Work to be completed
Extract the final stretch of the data: the line that contains "detect the pine" and every line after it, unaltered, and no other lines.

___

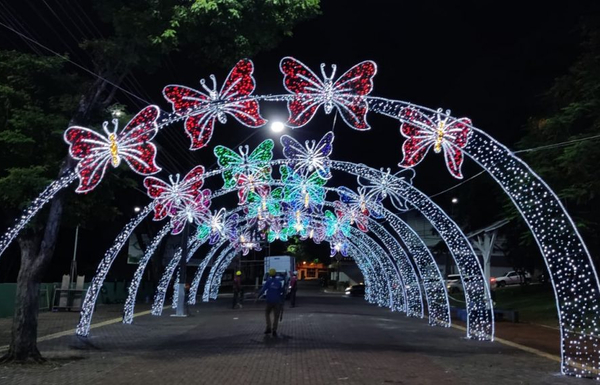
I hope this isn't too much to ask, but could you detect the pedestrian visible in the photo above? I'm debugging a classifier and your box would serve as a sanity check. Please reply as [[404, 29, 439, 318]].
[[290, 271, 298, 307], [231, 270, 244, 309], [256, 269, 285, 337]]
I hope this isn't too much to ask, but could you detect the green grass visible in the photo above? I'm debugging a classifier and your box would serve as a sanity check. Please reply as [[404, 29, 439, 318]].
[[496, 285, 558, 326]]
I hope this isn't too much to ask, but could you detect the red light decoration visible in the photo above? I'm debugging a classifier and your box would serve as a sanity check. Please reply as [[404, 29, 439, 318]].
[[64, 106, 161, 193], [163, 59, 267, 150], [279, 57, 377, 130], [398, 107, 471, 179]]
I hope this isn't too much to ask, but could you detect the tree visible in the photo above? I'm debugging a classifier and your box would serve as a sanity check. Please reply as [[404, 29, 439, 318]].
[[0, 0, 319, 362], [510, 16, 600, 264]]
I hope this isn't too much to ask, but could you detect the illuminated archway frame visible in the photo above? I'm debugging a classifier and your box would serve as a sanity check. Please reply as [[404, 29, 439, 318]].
[[0, 57, 600, 378], [90, 164, 474, 338], [196, 203, 408, 310]]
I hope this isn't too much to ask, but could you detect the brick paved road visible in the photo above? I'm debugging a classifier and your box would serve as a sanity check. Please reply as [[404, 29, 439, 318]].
[[0, 284, 587, 385]]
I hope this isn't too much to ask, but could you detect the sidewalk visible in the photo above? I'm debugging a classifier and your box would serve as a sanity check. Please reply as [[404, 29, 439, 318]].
[[0, 288, 585, 385]]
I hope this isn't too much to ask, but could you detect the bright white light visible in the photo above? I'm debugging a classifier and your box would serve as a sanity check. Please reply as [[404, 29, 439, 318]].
[[271, 122, 285, 132]]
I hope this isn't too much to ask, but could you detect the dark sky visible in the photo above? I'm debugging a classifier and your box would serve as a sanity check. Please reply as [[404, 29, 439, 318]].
[[0, 0, 598, 280], [0, 0, 598, 193]]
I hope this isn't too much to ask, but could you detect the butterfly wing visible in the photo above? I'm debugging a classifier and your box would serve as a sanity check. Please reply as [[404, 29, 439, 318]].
[[219, 59, 267, 127], [333, 60, 377, 130], [213, 145, 243, 188], [315, 131, 335, 179], [180, 166, 204, 199], [163, 85, 217, 150], [279, 57, 325, 128], [442, 118, 471, 179], [117, 106, 161, 175], [398, 107, 436, 167], [64, 126, 111, 193]]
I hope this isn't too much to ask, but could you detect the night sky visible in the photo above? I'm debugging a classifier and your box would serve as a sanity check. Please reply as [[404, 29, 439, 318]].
[[0, 0, 598, 280]]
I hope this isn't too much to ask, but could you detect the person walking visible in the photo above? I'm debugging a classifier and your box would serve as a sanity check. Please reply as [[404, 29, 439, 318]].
[[290, 271, 298, 307], [256, 269, 285, 337], [231, 270, 244, 309]]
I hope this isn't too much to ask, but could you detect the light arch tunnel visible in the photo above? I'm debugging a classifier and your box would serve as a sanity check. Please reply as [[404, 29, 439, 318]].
[[0, 88, 600, 379], [77, 160, 493, 340]]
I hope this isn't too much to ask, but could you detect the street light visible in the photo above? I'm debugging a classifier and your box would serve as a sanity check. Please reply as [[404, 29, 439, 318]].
[[271, 121, 285, 132]]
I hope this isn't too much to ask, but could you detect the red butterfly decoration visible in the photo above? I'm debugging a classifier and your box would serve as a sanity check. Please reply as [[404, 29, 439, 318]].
[[64, 106, 161, 193], [144, 166, 204, 221], [279, 57, 377, 130], [398, 107, 471, 179], [171, 189, 211, 235], [163, 59, 267, 150]]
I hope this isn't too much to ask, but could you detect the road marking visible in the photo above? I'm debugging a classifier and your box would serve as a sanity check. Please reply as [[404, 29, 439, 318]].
[[451, 325, 561, 363], [0, 306, 171, 352]]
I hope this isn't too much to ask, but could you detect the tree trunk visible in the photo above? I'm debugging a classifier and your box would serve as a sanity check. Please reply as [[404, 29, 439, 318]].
[[0, 235, 44, 362]]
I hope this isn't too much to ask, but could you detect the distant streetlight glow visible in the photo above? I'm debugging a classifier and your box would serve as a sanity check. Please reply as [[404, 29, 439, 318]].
[[271, 122, 285, 132]]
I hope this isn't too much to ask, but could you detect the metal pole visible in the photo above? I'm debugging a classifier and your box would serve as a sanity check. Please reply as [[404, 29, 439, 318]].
[[69, 225, 79, 283]]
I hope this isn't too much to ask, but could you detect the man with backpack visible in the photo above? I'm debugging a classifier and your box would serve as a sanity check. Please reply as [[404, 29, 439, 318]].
[[257, 269, 285, 337]]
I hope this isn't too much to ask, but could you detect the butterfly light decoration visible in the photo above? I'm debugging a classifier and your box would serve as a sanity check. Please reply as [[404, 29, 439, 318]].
[[279, 57, 377, 130], [64, 106, 161, 193], [283, 202, 311, 237], [357, 168, 415, 212], [267, 219, 288, 243], [333, 201, 369, 233], [144, 166, 210, 221], [337, 186, 384, 219], [280, 131, 334, 179], [213, 139, 275, 190], [233, 230, 262, 255], [324, 210, 350, 238], [398, 107, 471, 179], [163, 59, 267, 150], [170, 189, 211, 235], [201, 207, 239, 245], [329, 235, 348, 257]]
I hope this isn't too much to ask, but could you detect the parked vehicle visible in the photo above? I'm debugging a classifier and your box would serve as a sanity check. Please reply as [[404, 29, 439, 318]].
[[496, 271, 531, 287], [446, 274, 464, 294], [345, 283, 365, 297], [263, 255, 296, 284], [446, 274, 496, 294]]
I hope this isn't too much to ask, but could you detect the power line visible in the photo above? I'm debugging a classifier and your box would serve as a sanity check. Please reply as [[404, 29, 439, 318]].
[[0, 22, 151, 104]]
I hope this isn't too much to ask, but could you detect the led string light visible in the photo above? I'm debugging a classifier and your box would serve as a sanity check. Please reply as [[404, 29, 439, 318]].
[[331, 161, 494, 340], [123, 224, 171, 324], [75, 204, 154, 336], [0, 58, 588, 378], [338, 188, 451, 327], [79, 158, 482, 340]]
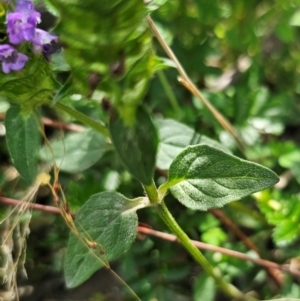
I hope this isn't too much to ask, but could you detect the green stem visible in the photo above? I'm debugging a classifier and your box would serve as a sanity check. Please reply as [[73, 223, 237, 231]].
[[144, 182, 256, 301], [155, 202, 255, 301], [143, 180, 159, 204], [47, 101, 110, 137], [157, 71, 181, 117]]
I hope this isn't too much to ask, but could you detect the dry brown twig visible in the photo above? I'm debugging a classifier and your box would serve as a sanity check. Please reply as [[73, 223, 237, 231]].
[[0, 196, 300, 277]]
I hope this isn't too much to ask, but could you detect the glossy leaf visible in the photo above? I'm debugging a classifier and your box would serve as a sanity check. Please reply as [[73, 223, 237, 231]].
[[5, 107, 41, 184], [64, 192, 148, 287], [155, 119, 230, 170], [109, 107, 158, 185], [160, 145, 279, 210], [40, 129, 108, 173]]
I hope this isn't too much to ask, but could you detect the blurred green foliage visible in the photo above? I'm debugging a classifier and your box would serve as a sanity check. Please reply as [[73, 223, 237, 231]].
[[0, 0, 300, 301]]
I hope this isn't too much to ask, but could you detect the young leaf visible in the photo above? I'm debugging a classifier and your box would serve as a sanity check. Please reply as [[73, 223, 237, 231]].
[[5, 107, 41, 184], [0, 56, 57, 108], [110, 107, 158, 185], [64, 192, 148, 287], [40, 129, 108, 173], [155, 119, 230, 170], [159, 145, 279, 210]]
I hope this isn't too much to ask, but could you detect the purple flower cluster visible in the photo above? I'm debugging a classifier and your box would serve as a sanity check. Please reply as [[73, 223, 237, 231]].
[[0, 0, 57, 73]]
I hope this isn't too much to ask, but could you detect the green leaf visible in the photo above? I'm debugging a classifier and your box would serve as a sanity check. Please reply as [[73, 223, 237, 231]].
[[109, 107, 158, 185], [40, 129, 108, 173], [155, 119, 230, 170], [5, 107, 41, 184], [0, 54, 56, 108], [194, 273, 216, 301], [159, 145, 279, 210], [64, 192, 148, 287]]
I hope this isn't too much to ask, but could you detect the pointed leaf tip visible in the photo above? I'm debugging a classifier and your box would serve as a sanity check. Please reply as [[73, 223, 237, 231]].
[[164, 145, 279, 210]]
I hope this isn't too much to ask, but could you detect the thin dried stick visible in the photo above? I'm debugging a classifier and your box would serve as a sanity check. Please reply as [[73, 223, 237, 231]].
[[0, 113, 84, 132], [147, 16, 245, 152], [0, 196, 300, 277]]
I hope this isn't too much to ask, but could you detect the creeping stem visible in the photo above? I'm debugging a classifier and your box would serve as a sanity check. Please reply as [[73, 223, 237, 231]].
[[46, 101, 110, 137], [144, 179, 256, 301]]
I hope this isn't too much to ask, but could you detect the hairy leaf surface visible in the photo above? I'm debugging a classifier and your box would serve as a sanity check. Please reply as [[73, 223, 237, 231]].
[[160, 145, 279, 210], [109, 107, 158, 185], [65, 192, 148, 287], [5, 107, 41, 184]]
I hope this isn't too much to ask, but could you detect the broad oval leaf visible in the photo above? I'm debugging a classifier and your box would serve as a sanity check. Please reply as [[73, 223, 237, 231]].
[[64, 192, 148, 287], [40, 129, 108, 173], [160, 145, 279, 210], [155, 119, 230, 170], [0, 53, 57, 108], [109, 107, 158, 185], [5, 107, 41, 184]]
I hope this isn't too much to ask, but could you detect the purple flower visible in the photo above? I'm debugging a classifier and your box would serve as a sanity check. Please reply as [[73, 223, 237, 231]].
[[7, 0, 41, 44], [0, 44, 28, 73], [32, 29, 57, 53]]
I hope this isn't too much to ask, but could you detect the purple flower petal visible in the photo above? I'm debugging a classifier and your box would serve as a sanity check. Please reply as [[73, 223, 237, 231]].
[[7, 1, 41, 44], [0, 44, 28, 73]]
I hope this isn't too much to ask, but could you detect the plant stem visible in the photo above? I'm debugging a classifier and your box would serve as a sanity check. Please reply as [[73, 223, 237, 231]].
[[143, 180, 159, 204], [157, 70, 182, 117], [146, 16, 245, 153], [46, 101, 110, 137], [144, 181, 256, 301], [155, 202, 256, 301]]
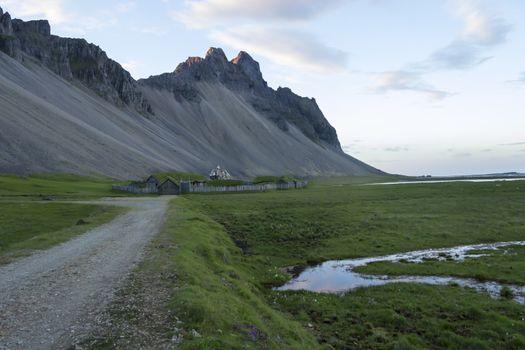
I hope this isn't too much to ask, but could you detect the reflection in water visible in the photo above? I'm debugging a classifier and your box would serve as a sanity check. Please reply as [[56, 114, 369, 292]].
[[276, 241, 525, 304]]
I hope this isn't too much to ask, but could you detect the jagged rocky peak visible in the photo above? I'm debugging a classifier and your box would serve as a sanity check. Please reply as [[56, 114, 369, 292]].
[[13, 19, 51, 36], [0, 7, 13, 36], [140, 47, 342, 152], [231, 51, 263, 81], [205, 47, 228, 61], [0, 7, 152, 113]]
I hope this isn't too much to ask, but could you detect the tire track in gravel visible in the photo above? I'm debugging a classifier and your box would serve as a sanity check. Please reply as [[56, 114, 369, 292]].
[[0, 197, 172, 350]]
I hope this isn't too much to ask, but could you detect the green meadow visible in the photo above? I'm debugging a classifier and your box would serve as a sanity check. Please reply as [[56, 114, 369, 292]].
[[0, 175, 525, 349], [145, 178, 525, 349], [0, 175, 125, 264]]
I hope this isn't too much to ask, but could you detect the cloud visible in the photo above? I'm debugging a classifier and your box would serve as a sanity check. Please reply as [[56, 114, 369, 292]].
[[498, 142, 525, 146], [383, 146, 410, 152], [2, 0, 69, 24], [369, 70, 453, 100], [454, 0, 511, 46], [423, 41, 492, 71], [212, 27, 348, 73], [115, 1, 137, 13], [369, 0, 508, 100], [453, 152, 472, 158], [174, 0, 345, 27], [507, 72, 525, 84], [422, 0, 512, 70]]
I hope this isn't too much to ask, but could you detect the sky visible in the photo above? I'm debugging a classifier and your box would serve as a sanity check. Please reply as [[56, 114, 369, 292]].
[[0, 0, 525, 175]]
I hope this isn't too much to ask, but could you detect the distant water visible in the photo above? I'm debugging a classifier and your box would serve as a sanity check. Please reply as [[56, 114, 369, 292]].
[[368, 177, 525, 185], [275, 241, 525, 304]]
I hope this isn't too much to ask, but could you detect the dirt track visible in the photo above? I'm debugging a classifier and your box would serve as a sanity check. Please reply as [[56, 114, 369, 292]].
[[0, 197, 170, 350]]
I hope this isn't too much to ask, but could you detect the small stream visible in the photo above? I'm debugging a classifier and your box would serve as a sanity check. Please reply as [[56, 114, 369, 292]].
[[276, 241, 525, 304]]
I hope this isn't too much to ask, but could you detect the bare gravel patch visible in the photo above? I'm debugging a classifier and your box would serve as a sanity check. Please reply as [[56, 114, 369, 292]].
[[0, 197, 170, 350]]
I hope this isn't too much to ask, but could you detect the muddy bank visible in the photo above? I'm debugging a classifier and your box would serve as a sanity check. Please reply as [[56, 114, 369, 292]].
[[275, 241, 525, 304]]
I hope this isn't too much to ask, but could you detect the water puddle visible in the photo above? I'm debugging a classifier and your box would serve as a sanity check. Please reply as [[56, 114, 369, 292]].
[[276, 241, 525, 304], [367, 177, 525, 186]]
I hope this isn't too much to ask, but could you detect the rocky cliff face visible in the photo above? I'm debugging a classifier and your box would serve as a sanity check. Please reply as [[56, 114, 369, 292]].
[[0, 9, 152, 113], [0, 9, 381, 179], [139, 48, 342, 152]]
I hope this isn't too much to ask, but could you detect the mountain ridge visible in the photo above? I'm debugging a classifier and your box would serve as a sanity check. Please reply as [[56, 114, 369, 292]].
[[0, 9, 381, 178]]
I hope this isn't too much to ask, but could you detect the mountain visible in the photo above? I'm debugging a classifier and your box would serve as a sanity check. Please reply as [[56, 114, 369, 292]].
[[0, 9, 381, 178]]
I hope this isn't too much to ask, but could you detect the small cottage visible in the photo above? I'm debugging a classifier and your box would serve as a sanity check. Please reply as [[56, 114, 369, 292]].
[[144, 175, 159, 186], [158, 178, 180, 195], [210, 165, 232, 180]]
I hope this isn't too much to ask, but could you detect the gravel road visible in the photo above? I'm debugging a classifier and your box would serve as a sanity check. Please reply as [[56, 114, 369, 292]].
[[0, 197, 170, 350]]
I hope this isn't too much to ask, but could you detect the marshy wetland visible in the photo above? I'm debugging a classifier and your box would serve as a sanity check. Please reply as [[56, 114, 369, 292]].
[[134, 177, 525, 349], [0, 177, 525, 349]]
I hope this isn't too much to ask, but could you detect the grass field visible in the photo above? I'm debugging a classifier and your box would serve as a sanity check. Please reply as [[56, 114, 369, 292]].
[[150, 178, 525, 349], [0, 175, 129, 264], [0, 202, 124, 264], [0, 174, 129, 201]]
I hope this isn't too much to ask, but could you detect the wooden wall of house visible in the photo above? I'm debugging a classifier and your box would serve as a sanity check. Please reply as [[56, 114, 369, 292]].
[[159, 181, 180, 195]]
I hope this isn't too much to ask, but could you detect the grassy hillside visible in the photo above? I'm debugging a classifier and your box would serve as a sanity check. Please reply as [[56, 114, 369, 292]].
[[0, 174, 124, 201], [0, 174, 130, 264]]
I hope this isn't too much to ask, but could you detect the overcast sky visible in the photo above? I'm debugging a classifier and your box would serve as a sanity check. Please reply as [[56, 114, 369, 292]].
[[0, 0, 525, 175]]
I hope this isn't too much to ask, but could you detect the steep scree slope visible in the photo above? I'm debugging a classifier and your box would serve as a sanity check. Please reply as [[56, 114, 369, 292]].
[[0, 9, 379, 178]]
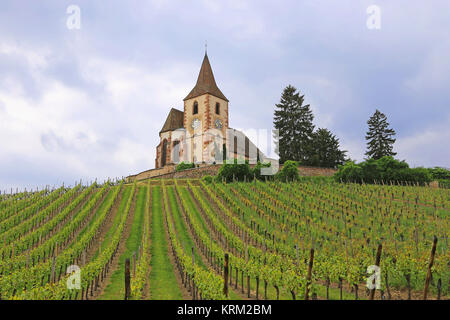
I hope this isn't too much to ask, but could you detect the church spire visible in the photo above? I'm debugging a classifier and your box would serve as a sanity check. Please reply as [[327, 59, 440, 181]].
[[183, 52, 228, 101]]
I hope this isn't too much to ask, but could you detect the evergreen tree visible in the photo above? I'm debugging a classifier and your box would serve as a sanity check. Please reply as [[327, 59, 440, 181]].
[[308, 128, 347, 168], [365, 109, 397, 160], [274, 85, 314, 163]]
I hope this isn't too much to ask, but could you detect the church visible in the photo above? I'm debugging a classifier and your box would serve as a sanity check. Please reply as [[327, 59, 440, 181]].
[[155, 52, 265, 168]]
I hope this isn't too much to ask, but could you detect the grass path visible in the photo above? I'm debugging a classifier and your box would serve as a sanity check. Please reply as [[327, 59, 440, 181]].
[[99, 187, 146, 300], [149, 186, 183, 300]]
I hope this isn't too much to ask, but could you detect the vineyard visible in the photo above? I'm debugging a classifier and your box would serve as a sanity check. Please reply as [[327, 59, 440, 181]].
[[0, 179, 450, 300]]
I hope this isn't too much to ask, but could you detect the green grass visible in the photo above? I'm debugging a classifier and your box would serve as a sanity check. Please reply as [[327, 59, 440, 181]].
[[150, 186, 183, 300], [99, 187, 147, 300], [167, 186, 241, 300]]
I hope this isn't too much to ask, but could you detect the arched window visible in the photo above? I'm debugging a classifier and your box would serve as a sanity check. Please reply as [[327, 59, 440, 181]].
[[192, 101, 198, 114], [161, 139, 167, 167], [216, 102, 220, 114]]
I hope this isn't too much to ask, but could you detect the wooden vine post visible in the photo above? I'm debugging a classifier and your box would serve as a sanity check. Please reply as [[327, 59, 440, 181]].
[[305, 249, 314, 300], [423, 236, 437, 300], [369, 243, 383, 300], [125, 258, 130, 300], [223, 253, 228, 297]]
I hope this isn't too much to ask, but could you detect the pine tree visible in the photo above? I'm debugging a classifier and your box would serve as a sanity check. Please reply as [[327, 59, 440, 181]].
[[274, 85, 314, 163], [365, 109, 397, 160], [308, 128, 347, 168]]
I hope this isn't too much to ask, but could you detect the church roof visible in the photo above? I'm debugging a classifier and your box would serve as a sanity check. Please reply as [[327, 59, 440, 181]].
[[183, 53, 228, 101], [159, 108, 184, 133]]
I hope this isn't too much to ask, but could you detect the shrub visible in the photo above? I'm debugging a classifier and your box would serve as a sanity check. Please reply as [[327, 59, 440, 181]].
[[438, 179, 450, 189], [276, 160, 299, 182], [176, 162, 195, 172], [202, 175, 213, 184]]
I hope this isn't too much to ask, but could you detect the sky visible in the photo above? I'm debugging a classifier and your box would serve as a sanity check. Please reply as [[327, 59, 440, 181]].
[[0, 0, 450, 190]]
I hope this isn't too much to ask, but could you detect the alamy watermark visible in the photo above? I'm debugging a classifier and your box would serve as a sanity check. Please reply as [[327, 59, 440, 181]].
[[366, 4, 381, 30]]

___

Right answer
I hope this isn't too much to ask, but could you detect the pine tree visible in the photo above? I'm debugging a classifier and your box would serve as a sanity check. Please reply as [[327, 59, 440, 181]].
[[274, 85, 314, 163], [365, 109, 397, 160], [308, 128, 347, 168]]
I hope this isn't too much to ask, but could you detect the church roof visible in the photo above? I'm debugging a classifier and your box would serve as a sanity check. Please reply as [[327, 59, 440, 181]].
[[183, 53, 228, 101], [159, 108, 184, 133]]
I hope this isn't too much to ask, but could you detect the shrub visible in the photo above? I'm debugging a classifier and your box would serve as a sanity check. Please reply as [[327, 59, 440, 181]].
[[438, 179, 450, 189], [276, 160, 299, 182], [176, 162, 195, 172], [202, 175, 213, 184]]
I hope this isn't too much to ask, but could you detect the sky visible in the photo above? I'm debugging a classifier and your box would serve as a sanity check. Please reply as [[327, 59, 440, 181]].
[[0, 0, 450, 190]]
I hope this isn't too much to ask, but could you detect the alamy watermark visible in the photo above? I'm debugging a classifier and your box would serve as a sanity check. Please reply as [[327, 59, 440, 181]].
[[366, 4, 381, 30]]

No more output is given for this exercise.